SELECTED EXTRACT
Now, we have vulnerability – letting go of ego. If you don’t have conflict you won’t have the opportunity to see that. without the vulnerability, the partner who went to the movies would have never noticed that his lover cared about him so much – that he was willing to let go of his own ego/stubburness.
The moment when he noticed his partner’s vulnerability, when he felt that he was cared for, will be the new foundation for security and safety in that relationship for many, many years to come. In the absence of conflict those signals are difficult to notice, those moments when people test one another’s commitment levels and loyalty. Thus conflict, in that sense, is very important.
Conflict is also important to accept because it is the result of trials and errors along our path to success and happiness in our lives.
If you don’t try different things in life, if you don’t open yourself up to go out of your comfort zone and take risks then you’re not going to live a full, open, and adventurous kind of life.
Here’s the thing about that, though: whenever you’re going to live that kind of life you will be causing conflicts. You’re going to be experimenting, taking risks, and stepping on some peoples’ toes all because you’re going to be pursuing your ideas, your dreams, and your vision.
Conflict happens when you’re living your vision, living your purpose, and living your goals because conflict is part of everything new, everything that is alive. When there is risk involved conflict is always waiting to happen, it’s just a question of how you’re going to handle it.

EXTRACTED ENTRIES
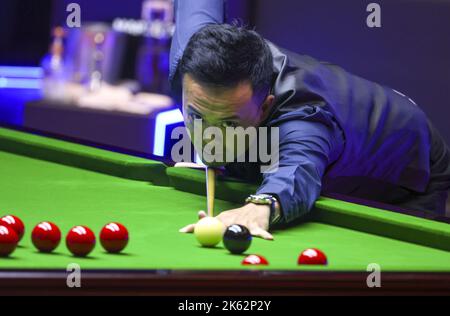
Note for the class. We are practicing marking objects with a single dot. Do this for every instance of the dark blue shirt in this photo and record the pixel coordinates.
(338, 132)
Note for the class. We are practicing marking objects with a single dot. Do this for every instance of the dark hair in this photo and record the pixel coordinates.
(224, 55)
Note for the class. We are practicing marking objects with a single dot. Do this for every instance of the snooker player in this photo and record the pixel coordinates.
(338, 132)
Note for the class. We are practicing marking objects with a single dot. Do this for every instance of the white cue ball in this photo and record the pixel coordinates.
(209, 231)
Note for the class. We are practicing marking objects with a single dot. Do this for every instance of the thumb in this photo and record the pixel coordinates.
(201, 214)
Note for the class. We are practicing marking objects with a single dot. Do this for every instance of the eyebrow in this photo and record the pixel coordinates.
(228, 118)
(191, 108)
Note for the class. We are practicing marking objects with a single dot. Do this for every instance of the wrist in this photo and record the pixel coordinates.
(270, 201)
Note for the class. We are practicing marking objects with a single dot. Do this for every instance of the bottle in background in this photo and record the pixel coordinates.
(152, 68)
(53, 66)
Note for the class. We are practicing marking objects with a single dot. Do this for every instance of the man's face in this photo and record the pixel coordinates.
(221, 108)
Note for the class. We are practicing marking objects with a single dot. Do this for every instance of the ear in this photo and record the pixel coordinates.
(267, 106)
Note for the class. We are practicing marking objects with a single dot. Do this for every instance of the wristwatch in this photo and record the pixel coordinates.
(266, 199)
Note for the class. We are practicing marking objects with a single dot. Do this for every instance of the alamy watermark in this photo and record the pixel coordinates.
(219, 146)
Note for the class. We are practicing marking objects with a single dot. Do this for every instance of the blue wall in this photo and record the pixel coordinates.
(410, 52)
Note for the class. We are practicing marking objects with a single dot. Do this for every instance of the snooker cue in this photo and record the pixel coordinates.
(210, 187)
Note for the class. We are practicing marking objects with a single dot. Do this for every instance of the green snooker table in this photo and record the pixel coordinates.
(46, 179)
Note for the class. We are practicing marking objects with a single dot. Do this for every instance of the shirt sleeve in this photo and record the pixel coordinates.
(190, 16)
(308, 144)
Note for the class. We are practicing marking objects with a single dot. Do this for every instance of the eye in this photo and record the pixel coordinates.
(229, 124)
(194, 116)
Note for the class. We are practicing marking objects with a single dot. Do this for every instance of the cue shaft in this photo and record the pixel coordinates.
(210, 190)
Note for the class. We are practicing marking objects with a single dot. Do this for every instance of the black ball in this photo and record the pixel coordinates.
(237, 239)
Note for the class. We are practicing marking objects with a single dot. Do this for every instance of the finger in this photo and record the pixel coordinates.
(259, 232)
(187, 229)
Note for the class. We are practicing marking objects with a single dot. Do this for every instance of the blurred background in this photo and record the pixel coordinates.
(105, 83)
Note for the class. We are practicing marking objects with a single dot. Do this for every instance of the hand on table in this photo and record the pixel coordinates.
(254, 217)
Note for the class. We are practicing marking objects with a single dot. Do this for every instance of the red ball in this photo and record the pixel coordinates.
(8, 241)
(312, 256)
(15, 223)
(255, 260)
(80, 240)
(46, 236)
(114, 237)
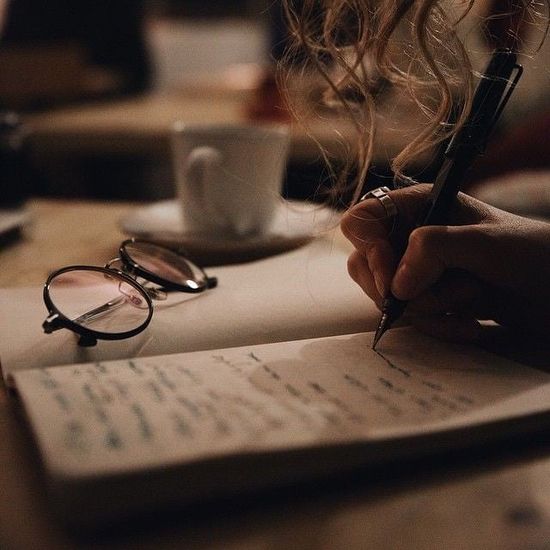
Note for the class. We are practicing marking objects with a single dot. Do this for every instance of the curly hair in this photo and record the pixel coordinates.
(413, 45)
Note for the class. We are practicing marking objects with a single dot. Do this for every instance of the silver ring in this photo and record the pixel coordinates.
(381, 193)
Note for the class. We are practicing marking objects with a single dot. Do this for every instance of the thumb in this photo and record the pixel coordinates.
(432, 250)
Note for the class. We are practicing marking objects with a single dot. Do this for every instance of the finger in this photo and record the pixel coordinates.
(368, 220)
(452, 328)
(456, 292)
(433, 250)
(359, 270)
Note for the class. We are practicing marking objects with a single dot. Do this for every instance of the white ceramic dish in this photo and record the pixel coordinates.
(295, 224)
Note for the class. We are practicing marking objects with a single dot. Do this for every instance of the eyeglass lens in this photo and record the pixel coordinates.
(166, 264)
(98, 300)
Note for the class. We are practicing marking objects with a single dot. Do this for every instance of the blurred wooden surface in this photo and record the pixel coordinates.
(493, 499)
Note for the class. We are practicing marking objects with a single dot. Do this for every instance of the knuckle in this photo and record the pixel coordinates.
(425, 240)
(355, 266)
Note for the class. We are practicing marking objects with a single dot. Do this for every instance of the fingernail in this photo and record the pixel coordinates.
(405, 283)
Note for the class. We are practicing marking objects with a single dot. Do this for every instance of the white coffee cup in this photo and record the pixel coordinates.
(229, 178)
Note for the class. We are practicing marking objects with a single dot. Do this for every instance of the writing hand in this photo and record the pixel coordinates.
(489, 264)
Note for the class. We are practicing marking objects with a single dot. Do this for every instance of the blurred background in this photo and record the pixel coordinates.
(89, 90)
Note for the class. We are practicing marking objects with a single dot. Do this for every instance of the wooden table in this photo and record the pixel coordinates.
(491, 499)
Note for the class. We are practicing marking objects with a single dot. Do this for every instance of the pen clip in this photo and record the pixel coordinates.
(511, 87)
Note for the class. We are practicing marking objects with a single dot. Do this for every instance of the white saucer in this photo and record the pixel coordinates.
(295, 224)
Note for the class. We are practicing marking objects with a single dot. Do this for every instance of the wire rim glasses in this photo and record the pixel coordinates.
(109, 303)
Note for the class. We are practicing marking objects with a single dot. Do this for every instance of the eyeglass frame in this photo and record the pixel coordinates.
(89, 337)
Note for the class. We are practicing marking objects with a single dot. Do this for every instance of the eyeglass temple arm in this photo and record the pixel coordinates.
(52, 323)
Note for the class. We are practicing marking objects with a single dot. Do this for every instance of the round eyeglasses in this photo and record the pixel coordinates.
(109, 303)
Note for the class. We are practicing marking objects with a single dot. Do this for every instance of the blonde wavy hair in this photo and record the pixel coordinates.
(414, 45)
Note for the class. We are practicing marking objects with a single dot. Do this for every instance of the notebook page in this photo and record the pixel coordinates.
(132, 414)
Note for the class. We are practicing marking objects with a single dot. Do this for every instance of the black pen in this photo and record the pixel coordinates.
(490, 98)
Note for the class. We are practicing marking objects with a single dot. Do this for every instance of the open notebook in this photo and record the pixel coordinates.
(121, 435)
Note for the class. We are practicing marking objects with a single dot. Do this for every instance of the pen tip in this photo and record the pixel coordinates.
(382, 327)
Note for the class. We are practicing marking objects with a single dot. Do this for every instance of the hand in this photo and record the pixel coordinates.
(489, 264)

TASK INSTRUCTIONS
[1] Answer these questions from the passage on conflict:
(a) Without the vulnerability, what would the partner who went to the movies never have noticed?
(b) Of what is conflict said to be the result?
(c) What is conflict said to be part of?
[2] Write out, word for word, the stretch of the passage on conflict from "Conflict is also" through "kind of life.".

ANSWERS TO EACH TASK
[1]
(a) That his lover cared about him so much.
(b) Trials and errors along our path to success and happiness in our lives.
(c) Everything new, everything that is alive.

[2]
Conflict is also important to accept because it is the result of trials and errors along our path to success and happiness in our lives.
If you don’t try different things in life, if you don’t open yourself up to go out of your comfort zone and take risks then you’re not going to live a full, open, and adventurous kind of life.